#### Set problem:
Recast the listing below as a JSON array of strings, one string per line, leaving out any blank lines.
________________________________________
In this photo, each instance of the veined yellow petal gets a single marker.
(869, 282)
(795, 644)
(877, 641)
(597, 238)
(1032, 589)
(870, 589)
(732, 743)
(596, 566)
________________________________________
#### The response:
[
  "In this photo, each instance of the veined yellow petal gets a single marker.",
  "(869, 282)",
  "(795, 644)",
  "(877, 641)",
  "(597, 238)",
  "(1032, 589)",
  "(870, 589)",
  "(732, 743)",
  "(596, 566)"
]